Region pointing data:
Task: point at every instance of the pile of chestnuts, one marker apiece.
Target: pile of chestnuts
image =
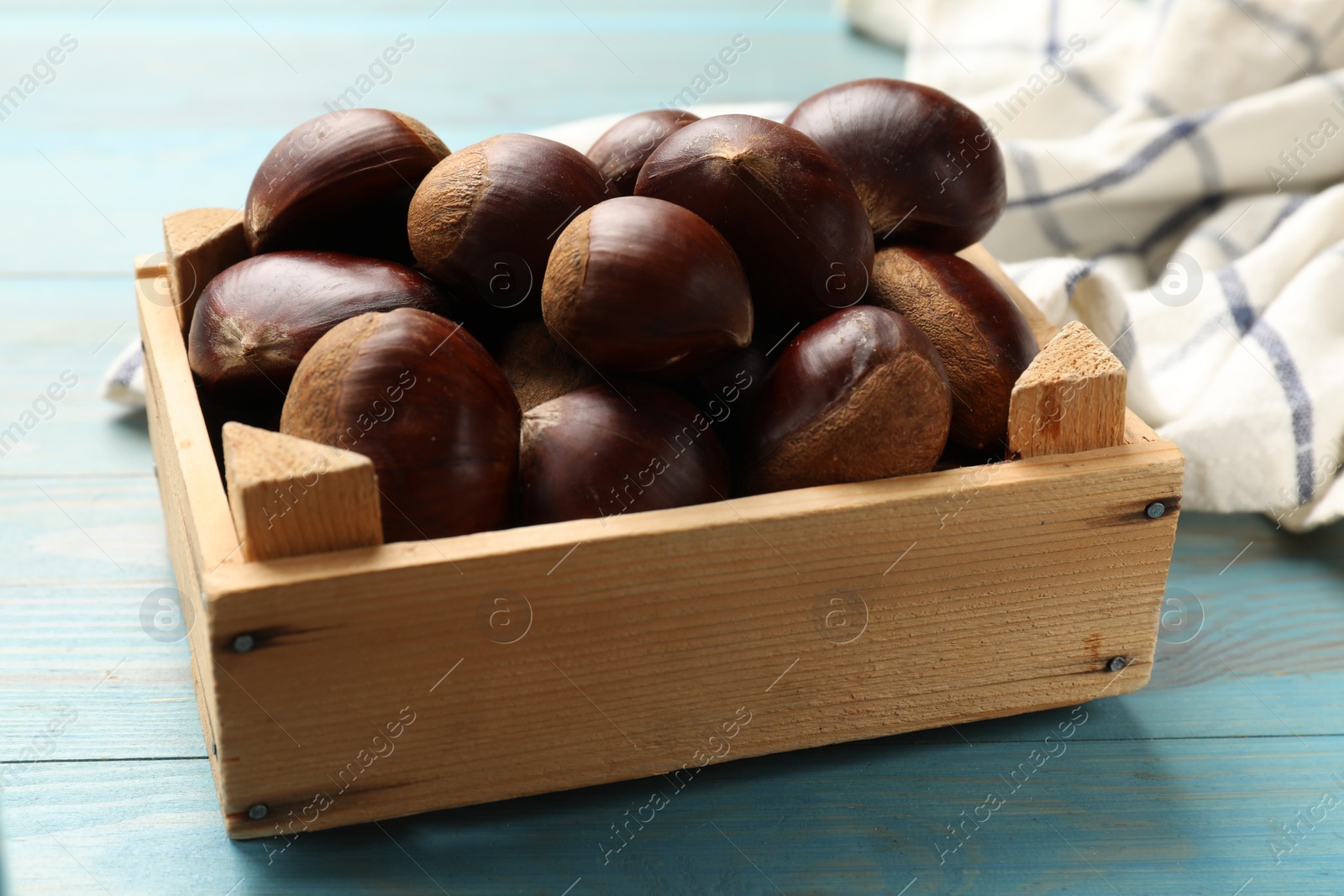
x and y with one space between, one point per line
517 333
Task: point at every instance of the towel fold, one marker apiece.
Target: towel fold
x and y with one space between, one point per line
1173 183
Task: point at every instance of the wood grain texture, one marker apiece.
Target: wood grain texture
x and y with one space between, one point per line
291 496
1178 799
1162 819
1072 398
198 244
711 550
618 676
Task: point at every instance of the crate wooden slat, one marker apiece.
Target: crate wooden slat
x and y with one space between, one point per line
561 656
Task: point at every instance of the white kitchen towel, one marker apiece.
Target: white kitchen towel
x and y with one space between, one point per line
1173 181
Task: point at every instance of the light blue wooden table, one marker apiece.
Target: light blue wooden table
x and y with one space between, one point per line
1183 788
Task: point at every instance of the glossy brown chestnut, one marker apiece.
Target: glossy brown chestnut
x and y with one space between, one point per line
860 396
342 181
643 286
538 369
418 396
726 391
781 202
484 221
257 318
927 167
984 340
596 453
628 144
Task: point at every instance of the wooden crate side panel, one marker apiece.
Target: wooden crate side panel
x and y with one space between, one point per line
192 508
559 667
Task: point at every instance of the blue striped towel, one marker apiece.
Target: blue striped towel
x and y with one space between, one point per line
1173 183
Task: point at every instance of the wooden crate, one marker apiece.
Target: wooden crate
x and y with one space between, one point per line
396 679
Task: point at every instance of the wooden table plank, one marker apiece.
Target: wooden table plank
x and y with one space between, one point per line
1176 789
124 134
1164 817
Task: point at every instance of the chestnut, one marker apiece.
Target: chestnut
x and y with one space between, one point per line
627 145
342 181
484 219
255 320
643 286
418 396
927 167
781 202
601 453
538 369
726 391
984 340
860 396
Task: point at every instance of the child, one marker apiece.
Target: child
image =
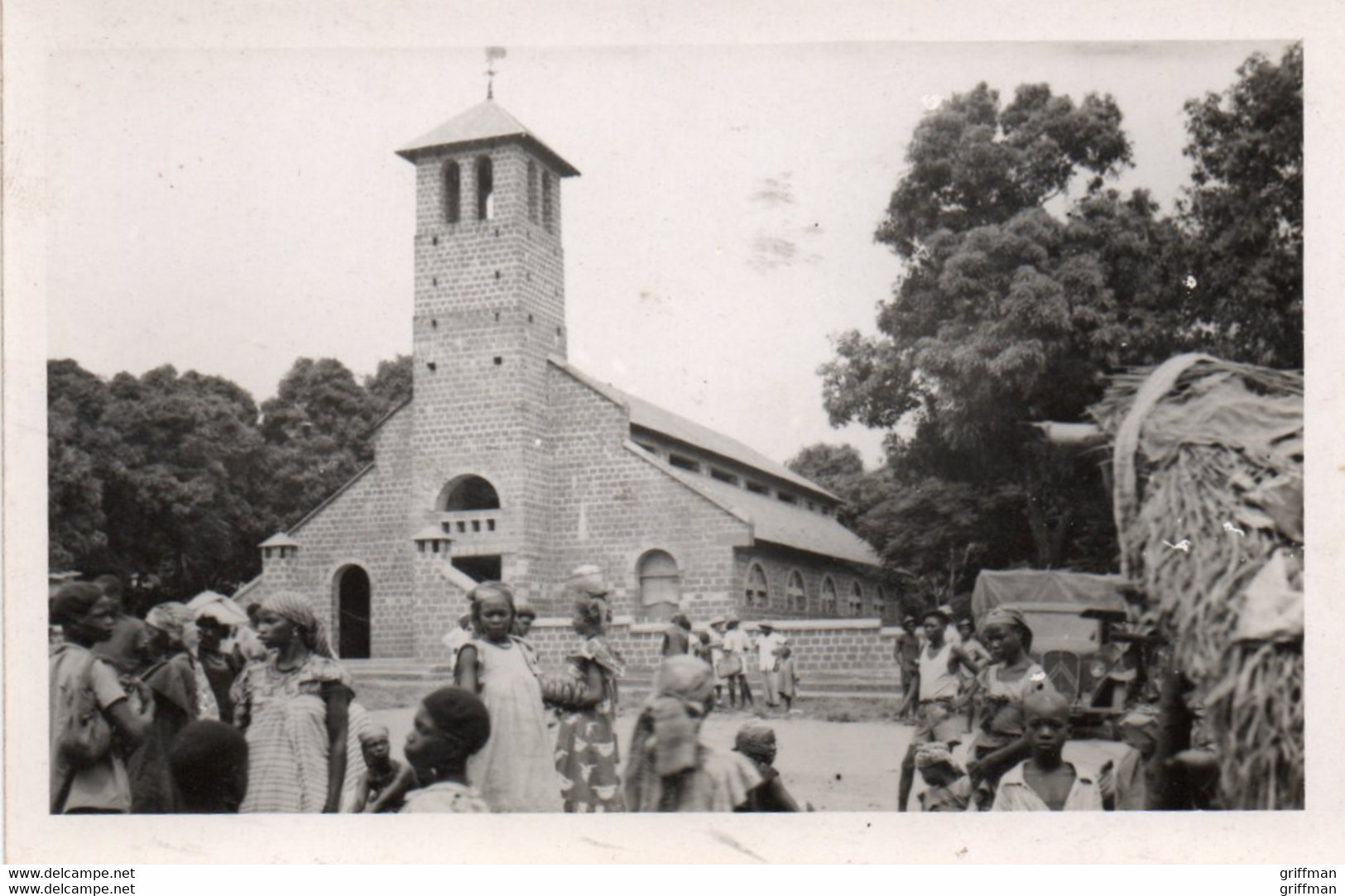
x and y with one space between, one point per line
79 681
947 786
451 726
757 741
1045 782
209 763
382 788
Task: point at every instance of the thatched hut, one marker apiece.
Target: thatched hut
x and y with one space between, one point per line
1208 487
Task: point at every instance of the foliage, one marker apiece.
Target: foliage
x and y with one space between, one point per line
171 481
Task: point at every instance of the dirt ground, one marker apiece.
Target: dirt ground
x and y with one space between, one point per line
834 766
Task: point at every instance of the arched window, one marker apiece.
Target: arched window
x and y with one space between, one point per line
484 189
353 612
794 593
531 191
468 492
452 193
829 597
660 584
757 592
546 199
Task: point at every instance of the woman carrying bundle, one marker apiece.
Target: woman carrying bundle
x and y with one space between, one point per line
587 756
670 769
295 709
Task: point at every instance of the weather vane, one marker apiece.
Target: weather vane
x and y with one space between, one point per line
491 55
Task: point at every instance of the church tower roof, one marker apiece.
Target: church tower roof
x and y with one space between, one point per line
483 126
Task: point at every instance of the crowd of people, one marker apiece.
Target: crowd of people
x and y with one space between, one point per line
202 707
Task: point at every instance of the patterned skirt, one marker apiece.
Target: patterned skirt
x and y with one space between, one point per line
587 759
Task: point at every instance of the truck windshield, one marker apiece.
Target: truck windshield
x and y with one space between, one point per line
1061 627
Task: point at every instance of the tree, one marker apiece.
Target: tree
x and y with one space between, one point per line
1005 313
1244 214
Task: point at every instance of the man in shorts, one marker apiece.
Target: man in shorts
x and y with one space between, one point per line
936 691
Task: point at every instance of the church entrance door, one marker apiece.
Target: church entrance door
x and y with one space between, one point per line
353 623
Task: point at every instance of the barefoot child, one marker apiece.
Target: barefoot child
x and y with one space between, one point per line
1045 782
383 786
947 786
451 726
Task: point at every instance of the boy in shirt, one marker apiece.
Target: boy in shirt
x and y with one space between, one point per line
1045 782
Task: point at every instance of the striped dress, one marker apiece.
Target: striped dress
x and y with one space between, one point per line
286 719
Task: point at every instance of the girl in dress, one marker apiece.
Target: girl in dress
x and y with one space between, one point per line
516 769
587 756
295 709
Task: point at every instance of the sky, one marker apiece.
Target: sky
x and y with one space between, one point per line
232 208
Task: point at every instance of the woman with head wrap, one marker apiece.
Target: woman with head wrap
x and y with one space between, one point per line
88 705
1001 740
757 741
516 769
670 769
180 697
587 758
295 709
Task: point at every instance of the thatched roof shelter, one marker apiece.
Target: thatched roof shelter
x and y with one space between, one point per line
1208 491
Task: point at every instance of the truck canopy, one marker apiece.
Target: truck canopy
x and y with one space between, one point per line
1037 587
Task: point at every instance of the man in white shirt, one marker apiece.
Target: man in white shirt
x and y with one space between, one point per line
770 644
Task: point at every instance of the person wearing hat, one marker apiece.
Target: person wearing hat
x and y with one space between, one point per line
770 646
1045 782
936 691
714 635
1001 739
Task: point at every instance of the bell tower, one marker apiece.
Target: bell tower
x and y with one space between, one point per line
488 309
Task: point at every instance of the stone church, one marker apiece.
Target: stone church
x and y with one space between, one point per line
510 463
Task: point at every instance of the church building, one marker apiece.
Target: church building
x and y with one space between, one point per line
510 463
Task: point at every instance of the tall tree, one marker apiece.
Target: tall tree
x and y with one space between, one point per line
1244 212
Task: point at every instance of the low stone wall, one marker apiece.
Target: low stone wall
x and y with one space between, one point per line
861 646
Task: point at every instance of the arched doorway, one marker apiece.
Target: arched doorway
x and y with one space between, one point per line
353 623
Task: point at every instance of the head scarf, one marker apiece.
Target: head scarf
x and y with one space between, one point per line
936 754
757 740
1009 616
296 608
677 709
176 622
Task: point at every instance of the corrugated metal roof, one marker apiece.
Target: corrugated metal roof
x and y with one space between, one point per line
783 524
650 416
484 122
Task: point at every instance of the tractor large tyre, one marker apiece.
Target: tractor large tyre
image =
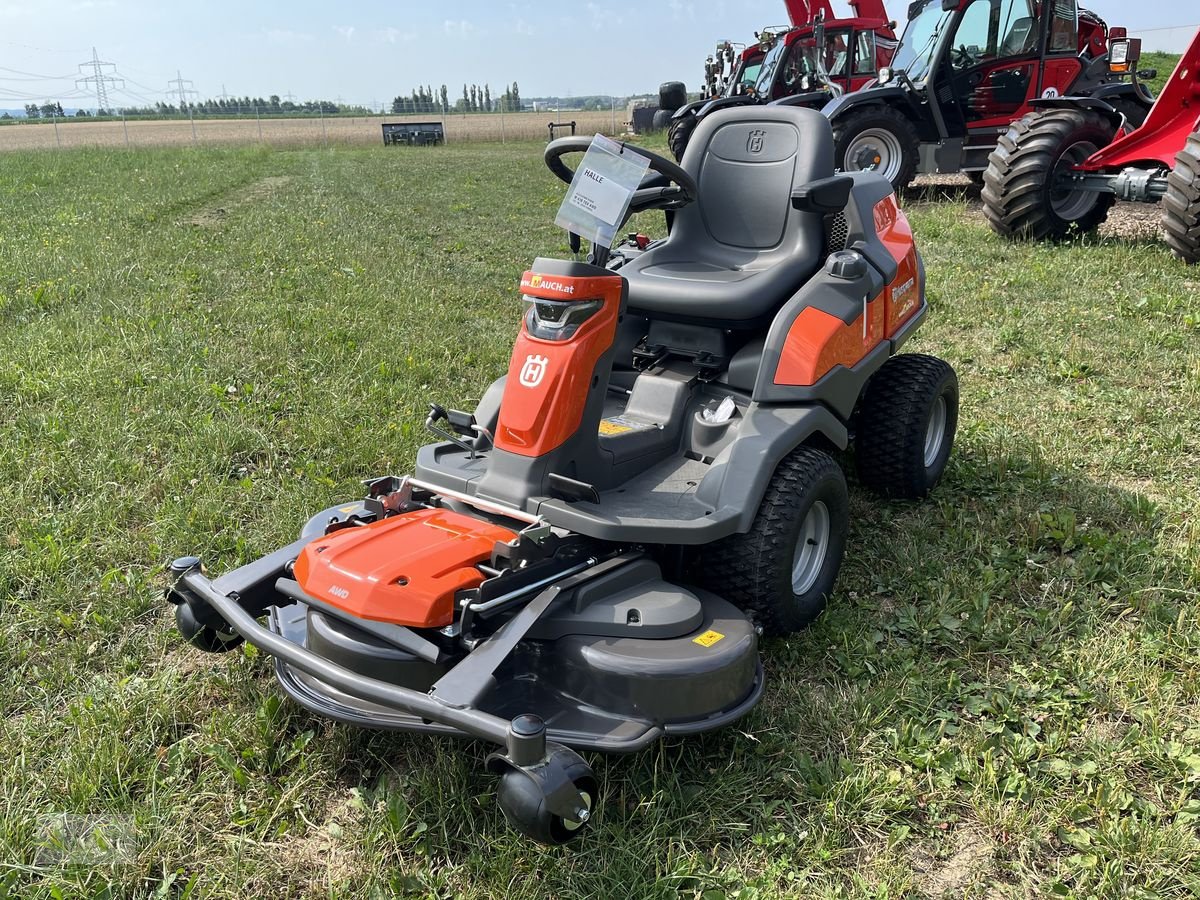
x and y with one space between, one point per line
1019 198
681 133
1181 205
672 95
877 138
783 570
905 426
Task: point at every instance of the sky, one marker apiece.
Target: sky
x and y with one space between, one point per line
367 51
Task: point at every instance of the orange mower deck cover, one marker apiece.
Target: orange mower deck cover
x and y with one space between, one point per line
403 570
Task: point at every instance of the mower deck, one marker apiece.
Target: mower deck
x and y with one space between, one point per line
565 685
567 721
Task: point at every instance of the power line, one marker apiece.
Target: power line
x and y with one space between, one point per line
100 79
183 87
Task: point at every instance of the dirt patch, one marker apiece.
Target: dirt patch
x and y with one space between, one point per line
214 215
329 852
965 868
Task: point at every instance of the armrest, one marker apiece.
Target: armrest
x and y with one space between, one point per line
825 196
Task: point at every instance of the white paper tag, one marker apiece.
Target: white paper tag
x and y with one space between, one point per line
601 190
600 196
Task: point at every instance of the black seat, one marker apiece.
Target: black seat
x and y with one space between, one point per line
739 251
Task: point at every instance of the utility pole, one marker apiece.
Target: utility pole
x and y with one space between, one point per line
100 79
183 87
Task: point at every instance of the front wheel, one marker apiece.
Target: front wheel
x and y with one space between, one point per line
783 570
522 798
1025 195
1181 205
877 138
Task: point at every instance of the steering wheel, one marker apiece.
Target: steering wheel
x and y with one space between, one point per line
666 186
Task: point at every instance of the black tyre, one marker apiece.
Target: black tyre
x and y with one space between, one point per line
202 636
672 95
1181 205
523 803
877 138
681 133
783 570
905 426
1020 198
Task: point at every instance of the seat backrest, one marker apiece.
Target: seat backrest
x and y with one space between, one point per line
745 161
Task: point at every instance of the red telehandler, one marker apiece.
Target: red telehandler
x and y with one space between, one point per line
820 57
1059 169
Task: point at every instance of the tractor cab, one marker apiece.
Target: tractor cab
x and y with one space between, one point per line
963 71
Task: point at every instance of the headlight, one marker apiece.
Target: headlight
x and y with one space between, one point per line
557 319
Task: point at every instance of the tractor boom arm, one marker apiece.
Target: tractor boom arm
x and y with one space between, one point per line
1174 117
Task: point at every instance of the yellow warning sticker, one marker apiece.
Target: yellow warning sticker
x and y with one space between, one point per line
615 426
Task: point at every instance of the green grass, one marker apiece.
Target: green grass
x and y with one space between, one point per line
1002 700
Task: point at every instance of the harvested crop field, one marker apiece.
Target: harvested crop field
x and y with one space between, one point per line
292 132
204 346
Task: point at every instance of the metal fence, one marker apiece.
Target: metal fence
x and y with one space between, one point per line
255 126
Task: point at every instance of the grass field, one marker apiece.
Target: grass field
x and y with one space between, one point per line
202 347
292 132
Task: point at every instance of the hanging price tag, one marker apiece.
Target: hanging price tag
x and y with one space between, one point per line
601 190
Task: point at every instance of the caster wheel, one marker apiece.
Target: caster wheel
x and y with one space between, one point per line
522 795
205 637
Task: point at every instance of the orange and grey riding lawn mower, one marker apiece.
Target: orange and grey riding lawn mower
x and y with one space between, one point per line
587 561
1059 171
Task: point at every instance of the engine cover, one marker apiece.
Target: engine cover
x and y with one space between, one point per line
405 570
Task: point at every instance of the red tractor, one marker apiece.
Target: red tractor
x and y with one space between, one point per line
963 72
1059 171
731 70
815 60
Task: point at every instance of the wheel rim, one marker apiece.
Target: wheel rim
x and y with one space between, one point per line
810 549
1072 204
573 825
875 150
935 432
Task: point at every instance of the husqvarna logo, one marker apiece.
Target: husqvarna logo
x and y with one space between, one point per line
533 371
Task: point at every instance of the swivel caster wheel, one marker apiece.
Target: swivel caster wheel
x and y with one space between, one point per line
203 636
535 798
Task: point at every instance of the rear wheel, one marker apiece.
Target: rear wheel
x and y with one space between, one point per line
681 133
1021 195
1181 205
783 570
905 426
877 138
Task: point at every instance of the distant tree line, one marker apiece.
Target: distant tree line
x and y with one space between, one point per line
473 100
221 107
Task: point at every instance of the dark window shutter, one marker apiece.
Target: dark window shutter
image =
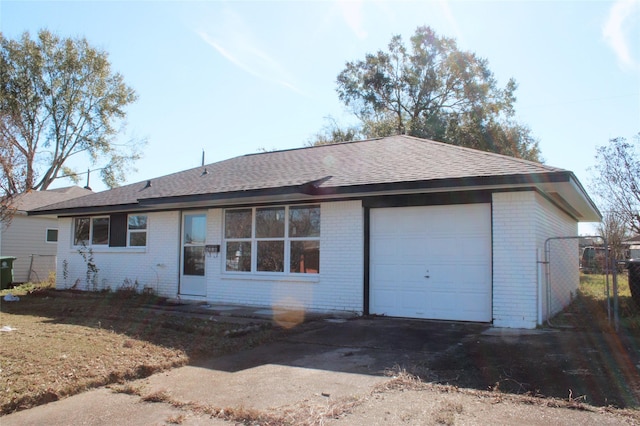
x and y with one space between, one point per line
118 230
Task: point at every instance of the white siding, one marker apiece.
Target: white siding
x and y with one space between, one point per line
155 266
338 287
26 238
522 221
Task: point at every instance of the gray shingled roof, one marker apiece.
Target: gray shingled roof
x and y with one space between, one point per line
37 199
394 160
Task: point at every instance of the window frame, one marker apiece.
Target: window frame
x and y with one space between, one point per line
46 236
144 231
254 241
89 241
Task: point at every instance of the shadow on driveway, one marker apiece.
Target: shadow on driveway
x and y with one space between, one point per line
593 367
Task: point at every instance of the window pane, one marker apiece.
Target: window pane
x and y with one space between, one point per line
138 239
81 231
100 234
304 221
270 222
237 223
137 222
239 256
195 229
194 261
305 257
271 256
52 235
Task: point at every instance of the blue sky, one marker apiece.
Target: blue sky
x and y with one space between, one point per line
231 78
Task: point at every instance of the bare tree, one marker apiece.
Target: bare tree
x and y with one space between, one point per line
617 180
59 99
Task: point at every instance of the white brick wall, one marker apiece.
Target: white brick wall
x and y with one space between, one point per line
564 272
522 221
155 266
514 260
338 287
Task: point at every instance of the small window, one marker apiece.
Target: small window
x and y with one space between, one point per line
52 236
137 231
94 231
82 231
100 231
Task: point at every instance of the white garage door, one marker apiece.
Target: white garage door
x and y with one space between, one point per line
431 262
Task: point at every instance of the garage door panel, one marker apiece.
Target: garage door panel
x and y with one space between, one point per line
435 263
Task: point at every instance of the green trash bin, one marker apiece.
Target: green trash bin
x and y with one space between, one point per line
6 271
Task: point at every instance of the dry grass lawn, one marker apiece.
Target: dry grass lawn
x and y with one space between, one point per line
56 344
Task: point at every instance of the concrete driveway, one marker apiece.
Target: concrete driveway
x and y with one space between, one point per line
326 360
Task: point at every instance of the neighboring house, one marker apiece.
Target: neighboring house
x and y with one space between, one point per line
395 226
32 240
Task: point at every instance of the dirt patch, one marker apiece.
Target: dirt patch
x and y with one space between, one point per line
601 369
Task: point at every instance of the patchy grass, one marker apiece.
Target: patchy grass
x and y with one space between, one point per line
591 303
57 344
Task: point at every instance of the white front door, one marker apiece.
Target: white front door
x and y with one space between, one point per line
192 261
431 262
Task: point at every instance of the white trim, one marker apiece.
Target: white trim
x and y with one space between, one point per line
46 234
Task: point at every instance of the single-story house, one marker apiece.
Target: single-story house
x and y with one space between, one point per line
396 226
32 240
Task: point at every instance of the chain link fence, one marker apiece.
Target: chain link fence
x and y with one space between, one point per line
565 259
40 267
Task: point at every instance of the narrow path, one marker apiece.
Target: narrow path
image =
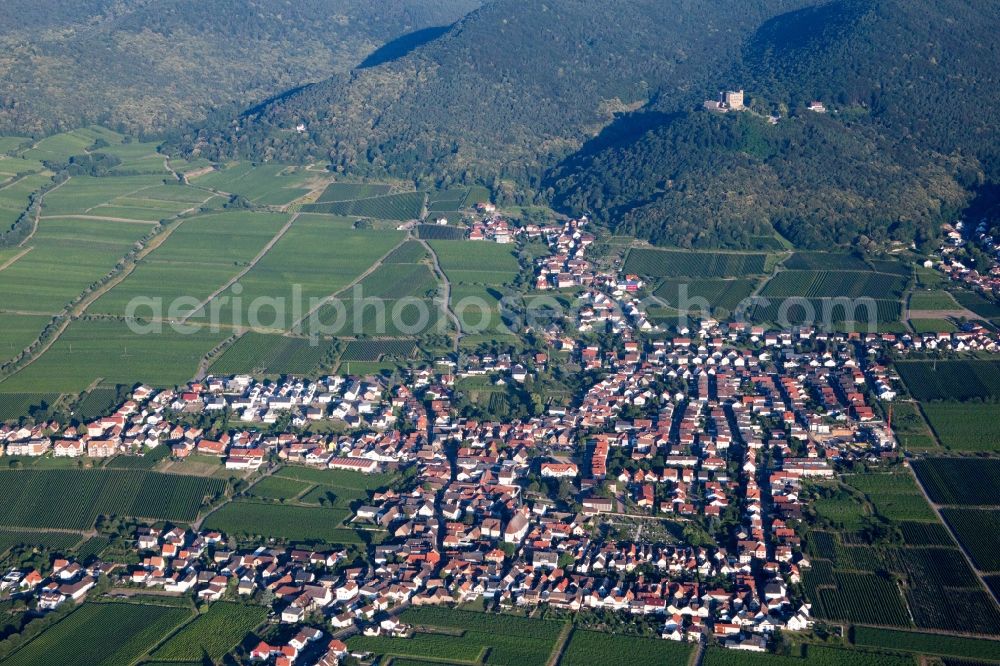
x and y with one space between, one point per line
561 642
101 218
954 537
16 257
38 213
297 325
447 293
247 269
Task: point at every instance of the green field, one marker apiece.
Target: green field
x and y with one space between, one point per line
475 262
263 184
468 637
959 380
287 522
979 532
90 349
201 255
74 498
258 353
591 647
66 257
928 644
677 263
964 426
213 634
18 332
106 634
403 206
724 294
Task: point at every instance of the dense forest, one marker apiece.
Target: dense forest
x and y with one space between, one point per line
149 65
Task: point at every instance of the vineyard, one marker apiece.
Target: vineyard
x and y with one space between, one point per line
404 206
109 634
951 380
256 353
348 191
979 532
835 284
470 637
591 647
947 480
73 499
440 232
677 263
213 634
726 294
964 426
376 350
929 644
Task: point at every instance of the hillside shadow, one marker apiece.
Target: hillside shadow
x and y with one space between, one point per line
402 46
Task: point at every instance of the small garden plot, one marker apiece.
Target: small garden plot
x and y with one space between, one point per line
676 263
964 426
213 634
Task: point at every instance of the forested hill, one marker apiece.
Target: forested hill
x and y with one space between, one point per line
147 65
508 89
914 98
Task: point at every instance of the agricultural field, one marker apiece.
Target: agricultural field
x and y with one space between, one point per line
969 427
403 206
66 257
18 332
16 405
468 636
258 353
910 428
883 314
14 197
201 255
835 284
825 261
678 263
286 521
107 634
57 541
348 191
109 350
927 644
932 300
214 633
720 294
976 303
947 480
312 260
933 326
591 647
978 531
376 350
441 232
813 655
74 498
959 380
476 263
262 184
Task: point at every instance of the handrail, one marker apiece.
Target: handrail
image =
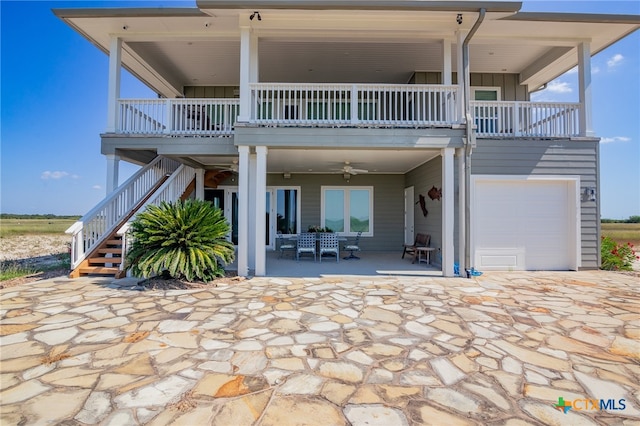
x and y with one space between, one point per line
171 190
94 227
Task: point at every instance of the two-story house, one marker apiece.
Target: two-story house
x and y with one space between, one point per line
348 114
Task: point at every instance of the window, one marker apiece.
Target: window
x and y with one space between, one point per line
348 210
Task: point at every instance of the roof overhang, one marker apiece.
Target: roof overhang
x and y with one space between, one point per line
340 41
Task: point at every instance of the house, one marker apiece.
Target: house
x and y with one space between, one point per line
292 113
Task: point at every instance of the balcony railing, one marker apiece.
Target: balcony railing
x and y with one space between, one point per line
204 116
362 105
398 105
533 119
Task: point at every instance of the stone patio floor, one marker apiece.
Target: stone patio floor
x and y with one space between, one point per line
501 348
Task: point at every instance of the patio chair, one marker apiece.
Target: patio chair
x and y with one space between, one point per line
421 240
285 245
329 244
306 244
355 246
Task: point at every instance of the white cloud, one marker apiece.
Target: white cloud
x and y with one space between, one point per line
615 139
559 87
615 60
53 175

The task —
Copy out every line of the entries where the string "garden" shows up.

Response area —
Task: point at every instance of the small garden plot, one marker apiece.
Target: small garden plot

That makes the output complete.